Exercise brief → Count the lines in the entries below that contain the string "order", and reply with that number alone.

################

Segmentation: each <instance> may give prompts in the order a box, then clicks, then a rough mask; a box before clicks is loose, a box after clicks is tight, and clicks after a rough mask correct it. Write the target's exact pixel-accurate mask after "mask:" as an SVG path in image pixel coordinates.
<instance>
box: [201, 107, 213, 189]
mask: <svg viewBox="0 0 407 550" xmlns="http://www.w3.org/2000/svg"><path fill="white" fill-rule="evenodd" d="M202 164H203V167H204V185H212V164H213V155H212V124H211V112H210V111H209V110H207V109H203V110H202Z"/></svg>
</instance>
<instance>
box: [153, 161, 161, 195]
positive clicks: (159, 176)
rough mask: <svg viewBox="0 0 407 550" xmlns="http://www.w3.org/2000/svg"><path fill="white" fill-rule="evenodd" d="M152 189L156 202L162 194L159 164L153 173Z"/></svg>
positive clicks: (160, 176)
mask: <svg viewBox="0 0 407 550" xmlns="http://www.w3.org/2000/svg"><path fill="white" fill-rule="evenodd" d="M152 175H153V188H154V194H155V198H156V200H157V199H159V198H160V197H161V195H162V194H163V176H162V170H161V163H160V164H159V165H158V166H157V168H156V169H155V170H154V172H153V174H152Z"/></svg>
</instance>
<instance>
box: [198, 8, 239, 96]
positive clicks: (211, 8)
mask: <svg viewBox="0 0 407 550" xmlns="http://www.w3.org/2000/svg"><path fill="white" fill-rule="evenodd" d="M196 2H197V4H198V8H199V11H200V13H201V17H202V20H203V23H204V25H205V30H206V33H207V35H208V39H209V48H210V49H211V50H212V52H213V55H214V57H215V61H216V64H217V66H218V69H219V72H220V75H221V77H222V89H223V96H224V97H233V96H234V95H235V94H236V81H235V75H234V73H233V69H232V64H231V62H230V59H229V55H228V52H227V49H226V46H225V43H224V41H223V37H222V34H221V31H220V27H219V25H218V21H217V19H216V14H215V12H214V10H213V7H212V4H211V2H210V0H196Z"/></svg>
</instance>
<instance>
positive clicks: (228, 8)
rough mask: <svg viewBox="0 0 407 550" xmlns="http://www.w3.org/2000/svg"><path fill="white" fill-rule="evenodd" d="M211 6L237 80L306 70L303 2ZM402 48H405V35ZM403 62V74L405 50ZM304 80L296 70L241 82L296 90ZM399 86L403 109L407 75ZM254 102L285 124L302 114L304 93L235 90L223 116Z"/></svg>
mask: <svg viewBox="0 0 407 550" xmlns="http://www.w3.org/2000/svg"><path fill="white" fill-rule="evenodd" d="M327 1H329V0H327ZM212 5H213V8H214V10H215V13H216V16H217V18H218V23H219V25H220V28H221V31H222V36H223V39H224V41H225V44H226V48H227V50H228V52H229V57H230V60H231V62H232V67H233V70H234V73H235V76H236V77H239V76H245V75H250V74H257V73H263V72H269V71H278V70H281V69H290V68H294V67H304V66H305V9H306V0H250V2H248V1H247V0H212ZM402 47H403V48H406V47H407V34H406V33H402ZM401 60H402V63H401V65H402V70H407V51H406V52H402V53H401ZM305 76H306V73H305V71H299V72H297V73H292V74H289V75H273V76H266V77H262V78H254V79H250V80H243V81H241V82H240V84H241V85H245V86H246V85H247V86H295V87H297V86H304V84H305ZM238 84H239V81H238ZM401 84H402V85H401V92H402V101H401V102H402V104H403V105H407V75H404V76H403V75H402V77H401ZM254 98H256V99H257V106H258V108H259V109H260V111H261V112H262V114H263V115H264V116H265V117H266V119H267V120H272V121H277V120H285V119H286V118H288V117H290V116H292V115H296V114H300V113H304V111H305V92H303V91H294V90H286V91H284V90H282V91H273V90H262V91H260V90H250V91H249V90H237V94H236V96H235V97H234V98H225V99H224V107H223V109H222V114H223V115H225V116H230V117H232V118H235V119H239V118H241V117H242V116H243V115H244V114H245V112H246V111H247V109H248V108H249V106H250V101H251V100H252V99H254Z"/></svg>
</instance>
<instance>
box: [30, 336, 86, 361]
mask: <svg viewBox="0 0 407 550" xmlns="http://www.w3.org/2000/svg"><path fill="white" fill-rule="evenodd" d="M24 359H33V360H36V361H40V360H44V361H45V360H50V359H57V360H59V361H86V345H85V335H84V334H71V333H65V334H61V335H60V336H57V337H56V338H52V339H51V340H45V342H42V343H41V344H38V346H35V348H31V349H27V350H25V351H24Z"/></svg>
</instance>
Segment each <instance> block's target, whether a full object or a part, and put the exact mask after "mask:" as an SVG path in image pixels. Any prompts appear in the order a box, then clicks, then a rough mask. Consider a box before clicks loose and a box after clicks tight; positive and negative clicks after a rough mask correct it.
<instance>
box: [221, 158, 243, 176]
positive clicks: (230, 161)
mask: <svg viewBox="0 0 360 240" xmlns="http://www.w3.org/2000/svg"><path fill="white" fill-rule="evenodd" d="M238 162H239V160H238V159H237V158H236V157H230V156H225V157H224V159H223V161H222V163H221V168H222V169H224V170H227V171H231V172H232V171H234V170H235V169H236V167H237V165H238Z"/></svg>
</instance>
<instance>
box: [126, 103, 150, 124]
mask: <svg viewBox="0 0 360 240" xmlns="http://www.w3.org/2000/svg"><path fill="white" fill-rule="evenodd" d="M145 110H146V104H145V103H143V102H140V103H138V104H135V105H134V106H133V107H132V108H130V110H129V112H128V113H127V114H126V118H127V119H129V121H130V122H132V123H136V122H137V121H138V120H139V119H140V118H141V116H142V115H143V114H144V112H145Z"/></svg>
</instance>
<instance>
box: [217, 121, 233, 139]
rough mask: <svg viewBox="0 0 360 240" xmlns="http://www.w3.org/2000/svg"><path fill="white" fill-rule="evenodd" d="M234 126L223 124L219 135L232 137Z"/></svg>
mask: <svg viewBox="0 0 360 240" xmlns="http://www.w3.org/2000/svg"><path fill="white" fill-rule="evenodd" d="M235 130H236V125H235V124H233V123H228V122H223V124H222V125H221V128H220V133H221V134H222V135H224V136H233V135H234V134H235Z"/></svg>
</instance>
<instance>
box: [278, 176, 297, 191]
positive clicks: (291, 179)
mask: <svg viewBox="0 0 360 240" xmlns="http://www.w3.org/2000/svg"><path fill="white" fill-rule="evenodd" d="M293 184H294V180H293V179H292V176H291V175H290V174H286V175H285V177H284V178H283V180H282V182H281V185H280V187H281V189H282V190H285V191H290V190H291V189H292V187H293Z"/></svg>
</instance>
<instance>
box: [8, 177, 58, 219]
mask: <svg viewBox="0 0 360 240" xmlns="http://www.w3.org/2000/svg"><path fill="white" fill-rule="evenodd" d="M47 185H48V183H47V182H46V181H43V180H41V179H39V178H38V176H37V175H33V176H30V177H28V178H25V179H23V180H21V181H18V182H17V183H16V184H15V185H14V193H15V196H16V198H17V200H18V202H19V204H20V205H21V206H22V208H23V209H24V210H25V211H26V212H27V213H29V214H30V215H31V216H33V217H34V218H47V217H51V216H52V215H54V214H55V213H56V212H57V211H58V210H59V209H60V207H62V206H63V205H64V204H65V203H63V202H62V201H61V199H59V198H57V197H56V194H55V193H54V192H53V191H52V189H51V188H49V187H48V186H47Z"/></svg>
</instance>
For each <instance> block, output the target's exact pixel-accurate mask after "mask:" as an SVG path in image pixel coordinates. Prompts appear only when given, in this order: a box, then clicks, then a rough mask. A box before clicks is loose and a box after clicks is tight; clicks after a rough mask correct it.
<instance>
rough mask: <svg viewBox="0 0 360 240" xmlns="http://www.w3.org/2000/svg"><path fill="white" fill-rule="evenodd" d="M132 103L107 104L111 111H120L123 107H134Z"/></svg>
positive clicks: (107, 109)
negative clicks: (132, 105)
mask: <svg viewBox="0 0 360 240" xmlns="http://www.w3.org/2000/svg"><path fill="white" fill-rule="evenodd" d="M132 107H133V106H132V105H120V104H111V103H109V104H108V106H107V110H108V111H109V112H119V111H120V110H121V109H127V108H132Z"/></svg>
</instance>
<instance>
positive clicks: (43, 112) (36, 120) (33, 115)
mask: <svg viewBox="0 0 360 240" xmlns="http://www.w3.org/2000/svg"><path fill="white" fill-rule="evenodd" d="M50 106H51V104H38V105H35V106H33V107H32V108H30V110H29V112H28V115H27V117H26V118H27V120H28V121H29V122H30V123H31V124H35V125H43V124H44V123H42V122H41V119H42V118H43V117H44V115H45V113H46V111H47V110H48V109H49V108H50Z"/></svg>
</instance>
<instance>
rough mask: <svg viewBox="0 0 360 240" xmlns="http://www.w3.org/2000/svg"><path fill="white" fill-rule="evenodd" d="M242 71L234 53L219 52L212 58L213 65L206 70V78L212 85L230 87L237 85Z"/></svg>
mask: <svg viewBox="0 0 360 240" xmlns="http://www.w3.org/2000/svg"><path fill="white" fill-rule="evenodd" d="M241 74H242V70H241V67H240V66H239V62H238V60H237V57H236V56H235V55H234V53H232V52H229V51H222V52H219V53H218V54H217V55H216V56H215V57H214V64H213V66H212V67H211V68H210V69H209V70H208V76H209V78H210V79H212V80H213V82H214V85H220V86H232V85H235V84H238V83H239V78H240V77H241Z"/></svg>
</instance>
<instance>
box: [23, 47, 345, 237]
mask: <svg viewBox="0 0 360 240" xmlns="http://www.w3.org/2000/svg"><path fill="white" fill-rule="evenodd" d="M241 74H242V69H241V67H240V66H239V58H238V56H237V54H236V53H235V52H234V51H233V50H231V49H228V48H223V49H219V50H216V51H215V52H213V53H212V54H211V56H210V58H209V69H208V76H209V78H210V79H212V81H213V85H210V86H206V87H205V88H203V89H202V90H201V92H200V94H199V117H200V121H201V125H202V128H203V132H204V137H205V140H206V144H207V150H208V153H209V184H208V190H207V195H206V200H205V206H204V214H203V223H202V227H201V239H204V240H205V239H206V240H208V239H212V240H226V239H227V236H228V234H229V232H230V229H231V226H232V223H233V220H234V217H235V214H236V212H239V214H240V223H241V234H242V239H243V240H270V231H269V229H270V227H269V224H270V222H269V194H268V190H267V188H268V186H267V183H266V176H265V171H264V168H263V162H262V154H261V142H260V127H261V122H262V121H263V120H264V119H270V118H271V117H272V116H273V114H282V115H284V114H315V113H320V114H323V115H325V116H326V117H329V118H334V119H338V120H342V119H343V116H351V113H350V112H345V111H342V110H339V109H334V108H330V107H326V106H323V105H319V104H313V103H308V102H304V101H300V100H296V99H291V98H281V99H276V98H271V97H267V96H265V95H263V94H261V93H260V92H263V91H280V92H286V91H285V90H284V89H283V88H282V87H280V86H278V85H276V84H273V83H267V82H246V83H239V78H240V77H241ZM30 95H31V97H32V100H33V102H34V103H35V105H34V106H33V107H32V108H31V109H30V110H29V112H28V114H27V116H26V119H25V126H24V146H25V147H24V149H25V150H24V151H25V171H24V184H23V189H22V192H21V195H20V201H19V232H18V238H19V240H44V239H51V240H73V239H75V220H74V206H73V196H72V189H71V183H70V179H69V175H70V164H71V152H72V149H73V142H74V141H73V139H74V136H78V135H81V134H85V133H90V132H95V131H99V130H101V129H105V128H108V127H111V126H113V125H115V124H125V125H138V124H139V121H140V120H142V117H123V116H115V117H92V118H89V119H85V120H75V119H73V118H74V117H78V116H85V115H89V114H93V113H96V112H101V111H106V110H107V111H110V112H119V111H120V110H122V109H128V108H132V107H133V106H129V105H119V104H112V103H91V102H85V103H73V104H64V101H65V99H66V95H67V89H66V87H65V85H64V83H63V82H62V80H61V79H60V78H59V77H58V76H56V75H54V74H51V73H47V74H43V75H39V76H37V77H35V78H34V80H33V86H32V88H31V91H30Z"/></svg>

################

Output for this exercise → 3